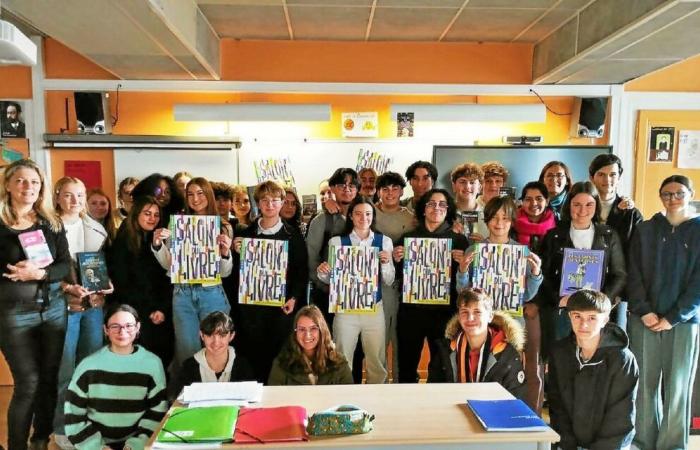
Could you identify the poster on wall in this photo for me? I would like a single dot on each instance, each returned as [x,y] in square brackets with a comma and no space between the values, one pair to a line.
[661,144]
[89,172]
[689,149]
[365,124]
[367,158]
[275,169]
[404,124]
[12,119]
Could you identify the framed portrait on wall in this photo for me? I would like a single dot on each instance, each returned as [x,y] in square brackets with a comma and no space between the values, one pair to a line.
[12,119]
[661,144]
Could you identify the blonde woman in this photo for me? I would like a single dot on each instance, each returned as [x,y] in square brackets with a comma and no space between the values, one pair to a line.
[32,306]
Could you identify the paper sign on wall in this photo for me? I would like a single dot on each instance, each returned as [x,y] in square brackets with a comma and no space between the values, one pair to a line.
[374,160]
[263,273]
[427,271]
[499,269]
[354,280]
[195,253]
[364,124]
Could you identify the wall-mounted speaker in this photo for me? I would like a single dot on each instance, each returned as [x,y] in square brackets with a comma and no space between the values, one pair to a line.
[92,111]
[588,117]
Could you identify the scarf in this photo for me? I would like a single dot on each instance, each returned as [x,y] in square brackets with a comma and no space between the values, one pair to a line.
[526,229]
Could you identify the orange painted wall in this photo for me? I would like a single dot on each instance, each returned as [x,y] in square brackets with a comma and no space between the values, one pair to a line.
[680,77]
[650,175]
[376,62]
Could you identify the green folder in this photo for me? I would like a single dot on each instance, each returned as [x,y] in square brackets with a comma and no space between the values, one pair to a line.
[203,424]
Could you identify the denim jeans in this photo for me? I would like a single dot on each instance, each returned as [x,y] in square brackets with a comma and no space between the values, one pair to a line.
[84,336]
[191,304]
[31,338]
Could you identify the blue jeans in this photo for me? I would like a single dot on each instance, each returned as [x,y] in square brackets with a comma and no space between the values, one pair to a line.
[31,338]
[84,336]
[191,304]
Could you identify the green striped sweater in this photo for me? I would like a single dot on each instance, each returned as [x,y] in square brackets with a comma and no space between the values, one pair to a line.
[115,398]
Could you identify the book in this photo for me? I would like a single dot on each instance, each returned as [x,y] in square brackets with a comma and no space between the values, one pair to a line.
[581,269]
[93,271]
[35,247]
[499,269]
[280,424]
[205,424]
[506,415]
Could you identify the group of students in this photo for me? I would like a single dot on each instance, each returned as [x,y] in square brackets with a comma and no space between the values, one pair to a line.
[67,383]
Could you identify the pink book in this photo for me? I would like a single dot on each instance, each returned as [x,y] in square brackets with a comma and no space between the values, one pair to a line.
[36,248]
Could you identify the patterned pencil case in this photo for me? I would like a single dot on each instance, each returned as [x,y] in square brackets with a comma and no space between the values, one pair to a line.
[344,419]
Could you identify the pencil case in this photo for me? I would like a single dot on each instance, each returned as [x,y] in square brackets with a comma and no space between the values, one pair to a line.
[344,419]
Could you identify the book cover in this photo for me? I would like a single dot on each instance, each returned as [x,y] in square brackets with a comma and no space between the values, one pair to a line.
[581,269]
[263,272]
[499,269]
[427,271]
[195,253]
[93,271]
[262,425]
[506,415]
[36,248]
[354,279]
[200,424]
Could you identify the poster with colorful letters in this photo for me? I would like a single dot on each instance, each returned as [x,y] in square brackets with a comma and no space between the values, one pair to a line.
[195,253]
[581,269]
[263,273]
[427,271]
[499,269]
[354,279]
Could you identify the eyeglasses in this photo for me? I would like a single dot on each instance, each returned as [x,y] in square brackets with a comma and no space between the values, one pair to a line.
[436,205]
[304,330]
[347,187]
[116,328]
[680,195]
[552,176]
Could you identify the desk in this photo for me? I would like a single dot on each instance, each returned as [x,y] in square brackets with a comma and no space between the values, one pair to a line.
[409,416]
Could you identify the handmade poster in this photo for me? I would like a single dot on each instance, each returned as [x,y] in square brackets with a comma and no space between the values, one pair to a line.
[373,160]
[354,280]
[274,169]
[93,271]
[90,172]
[195,253]
[404,124]
[365,124]
[263,273]
[661,144]
[12,120]
[689,149]
[581,269]
[427,271]
[499,269]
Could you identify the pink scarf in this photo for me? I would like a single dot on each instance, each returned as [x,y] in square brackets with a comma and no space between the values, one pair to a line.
[527,229]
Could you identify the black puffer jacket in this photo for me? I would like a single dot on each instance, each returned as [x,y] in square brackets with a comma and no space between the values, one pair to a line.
[591,404]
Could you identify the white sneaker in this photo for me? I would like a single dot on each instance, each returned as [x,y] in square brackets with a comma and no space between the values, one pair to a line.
[63,442]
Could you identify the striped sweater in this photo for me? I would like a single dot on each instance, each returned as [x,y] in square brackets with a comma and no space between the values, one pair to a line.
[115,398]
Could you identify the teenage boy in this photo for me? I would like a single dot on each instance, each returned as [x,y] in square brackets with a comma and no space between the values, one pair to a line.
[393,220]
[466,184]
[593,378]
[421,175]
[482,345]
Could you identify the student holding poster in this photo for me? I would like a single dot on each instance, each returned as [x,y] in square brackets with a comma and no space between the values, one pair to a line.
[193,300]
[578,229]
[264,328]
[436,213]
[356,315]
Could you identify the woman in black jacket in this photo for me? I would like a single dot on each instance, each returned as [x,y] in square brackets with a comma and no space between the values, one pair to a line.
[139,280]
[263,329]
[577,229]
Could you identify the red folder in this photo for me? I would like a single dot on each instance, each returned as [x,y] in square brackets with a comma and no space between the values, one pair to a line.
[262,425]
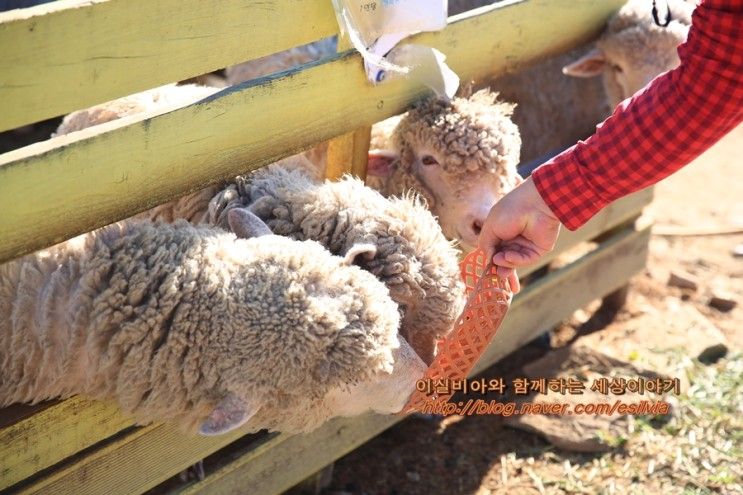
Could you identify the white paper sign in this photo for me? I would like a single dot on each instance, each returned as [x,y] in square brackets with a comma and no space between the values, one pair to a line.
[375,27]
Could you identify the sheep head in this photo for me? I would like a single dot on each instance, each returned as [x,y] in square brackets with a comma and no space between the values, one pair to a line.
[460,155]
[327,343]
[633,50]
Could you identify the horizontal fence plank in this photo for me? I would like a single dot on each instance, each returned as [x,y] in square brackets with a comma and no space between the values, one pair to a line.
[54,190]
[132,464]
[65,428]
[70,54]
[41,440]
[284,460]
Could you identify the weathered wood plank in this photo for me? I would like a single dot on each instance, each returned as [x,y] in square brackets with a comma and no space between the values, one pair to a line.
[284,460]
[349,152]
[132,464]
[70,54]
[54,433]
[88,179]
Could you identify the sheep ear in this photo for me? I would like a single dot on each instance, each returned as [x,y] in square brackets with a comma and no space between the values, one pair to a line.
[231,413]
[380,162]
[246,224]
[589,65]
[366,251]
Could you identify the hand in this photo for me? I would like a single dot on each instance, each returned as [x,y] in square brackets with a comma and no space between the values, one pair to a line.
[519,230]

---

Copy all of the data above word for word, but leave out the pictures.

Could you identify the poster on wall in this photo for me? I would like a single dot on each instance, each returned as [x,y] in square brackets with a comma and no space between the values, one pair to a line.
[661,144]
[89,172]
[689,149]
[365,124]
[367,158]
[275,169]
[404,124]
[12,119]
Could you identify the framed portrait on wall in this photo for me? I would like a single dot on each instance, each returned as [x,y] in square brackets with a comma and no space between the values, one pair to a line.
[12,119]
[661,144]
Could you identify the blonde woman in this photo for me? I would like a single dot on each instance, each returned as [x,y] in square brackets with a comma and no space between the values, one pair to a line.
[32,306]
Could you identify the paper sign on wall in this photo for me? I would like a single dot on each instance, each returned as [x,y] in square brackets with a comma and no space between the values, one pair to a line.
[374,160]
[263,273]
[427,271]
[499,269]
[354,280]
[195,253]
[364,124]
Could you identify the wall-mounted speaker in this photo for me? I would like a single dot on each instance, each returned as [x,y] in square brackets with a comma and no space between the values, one pair to a line.
[92,111]
[588,117]
Could you identify the scarf in this photo for me? I would like a single dot on each instance, each returned as [x,y] in square brackets with a comma and no space between the values, one pair to a line.
[526,229]
Could you identify the orange painted wall in this photo for me? I would like a single dot on each instance, each returned as [x,y] in square brackets with a comma and no space between the values, one pair to a line.
[680,77]
[650,175]
[376,62]
Could you identify the green folder in this photo for me? I would like a single dot on each instance, each returned as [x,y] in square brackets with a comma and no space between the values, one pair to a line.
[203,424]
Could you identify the denim jeans in this photo for me? I would like a single dot on each instance, each returned as [x,y] in square brackets with a comma and no space between the values, one pair to a line.
[84,336]
[191,304]
[31,338]
Could you identify the blue jeans in this photo for me? I would like a single dot on each instance, each returned as [x,y] in square brackets with a comma and no space between the values, one pair to a line.
[31,338]
[84,336]
[191,304]
Could you identify the green striped sweater in this photo for me? I would like a single dot on each instance, each returned as [x,y] in square brackets with a comma and no space between the values, one pair to a line.
[115,398]
Could you identify the book in this photo for me? I would like a single dot on each instance, each returned as [x,y] in square brackets with a comma and no space between the values, one pair to a line.
[581,269]
[93,271]
[35,247]
[499,269]
[280,424]
[205,424]
[506,415]
Could you identify the group of students in this photo for me? I would like a single dot on each instance, each returned as [x,y] in square brackets with a comma and no space between the values, one pair to a line.
[67,383]
Could you identify the pink book in this photo for me? I would like a single dot on each instance, each returned as [x,y] in square brackets with a comma and no space between the values, one pair to a line.
[36,248]
Could you identify the patterned pencil case in this photo for me? I would like a single dot on each instance, each returned as [x,y] in square brackets with a comma and no space between the values, one pair to a line.
[344,419]
Could you identify the pencil case in this photo for me? I would like a single dot on each instance, each returned as [x,y] in square brackets with a comma and no space between the values, one pair to a line.
[344,419]
Could you identify the book cover in this photo for me? I would like a single dot on each instance, each returned as [x,y] in square brackets with a comma and no space between the values, one pair to a line.
[581,269]
[263,272]
[499,269]
[427,271]
[195,253]
[93,271]
[262,425]
[506,415]
[36,248]
[354,279]
[200,424]
Could you identify the poster with colorful letters in this photo for me? I would like a single dot on each instance, each returned as [x,y] in square brackets with a comma and no space between the values, one pair to a line.
[195,253]
[581,269]
[263,273]
[427,271]
[499,269]
[354,279]
Could you identify the eyeglasses in this photo for me? I would like a single dot on each instance, each returned as [x,y] in square brackets with a comma and no space between the values, one pair to a line.
[436,205]
[304,330]
[347,187]
[116,328]
[680,195]
[552,176]
Could you identify the desk in this photo for me? I would like a single dot on each instance, each returned as [x,y] in square brackets with a comma and no space between the values, one pair to a line.
[409,416]
Could you identify the handmade poster in this photo for me? I would like a single dot on each instance, each returned as [x,y] in square brackets with a comma and no space between the values, one pair to a line.
[373,160]
[354,280]
[274,169]
[93,271]
[90,172]
[195,253]
[404,124]
[365,124]
[263,273]
[661,144]
[12,120]
[689,149]
[581,269]
[427,271]
[499,269]
Could you identify the pink scarf in this photo for me? I would like a single dot on each instance, each returned as [x,y] in square brackets with a comma and no space between the values, one pair to a line.
[527,229]
Could you identify the black puffer jacket in this photo for me? I would like a single dot on each instance, each returned as [x,y] in square brackets with a comma and no space between the values, one pair to a line.
[591,404]
Could you identify the white sneaker in this photo for me? I would like a single dot on each instance, each returned as [x,y] in square brackets with a comma and no space between the values, one pair to a line.
[63,442]
Could you identify the striped sweater in this photo for me? I would like a single dot on each instance, each returned as [x,y] in square brackets with a comma and no space between the values, one pair to a line.
[115,398]
Could you identify the teenage boy in this photo for me? I would like a single dot on each instance, each returned as [x,y] in square brackets with a comma and no space between the values, one pair to a line.
[393,220]
[466,184]
[593,378]
[421,175]
[482,345]
Could you identify the student holding poster in this photo for me? I would like a single dot on each instance, each returned as [x,y] in square brackets with a comma and no space between the values, one pair to a line.
[193,300]
[578,229]
[264,328]
[436,213]
[356,315]
Could you identify the woman in black jacket in this photo for me? I would like a single dot on each instance, each returned as [x,y] in square brackets with a comma and no space between the values, one pair to a line.
[139,280]
[263,329]
[577,229]
Could you identify the red folder in this photo for me? I would like a single dot on each instance, each returned as [x,y] in square brackets with a comma and no space between the values, one pair to a line.
[262,425]
Could you identify the white paper sign in this photo for me? I would like a single dot on each instance, each returned as [x,y] in square brackets with a comma and no space between the values, one pair to a line.
[375,27]
Could you identify the sheep head in this photo for me? I would like a single dot on each instance, each returned as [x,y] in square brackets with a comma and no space between the values, one pair to a line.
[460,155]
[327,343]
[633,50]
Could you identify the horizontal fence plank in this photo for me? I would like a single dot on each instance, each returned as [x,y] in square brackets with a comma and no space between the values, one pair to a line.
[54,190]
[132,464]
[65,428]
[70,54]
[41,440]
[284,460]
Could you identify the weathered wood plank in this photo for me? I would like a single dot on each instance, each returned as [x,y] in square brackets with a comma and no space between the values, one pair to a line.
[284,460]
[349,152]
[132,464]
[70,54]
[54,433]
[88,179]
Could you identify the sheep ear in this photo for me? I would like a single dot on each instance, each returned as [x,y] in square brackets with a comma and no space between the values, one pair to a line.
[231,413]
[380,162]
[246,224]
[589,65]
[366,251]
Could you identify the hand in this photo for me? I would like a single dot on each instance, each returned as [x,y] in square brackets with a comma and no space between the values, one pair to a line.
[519,230]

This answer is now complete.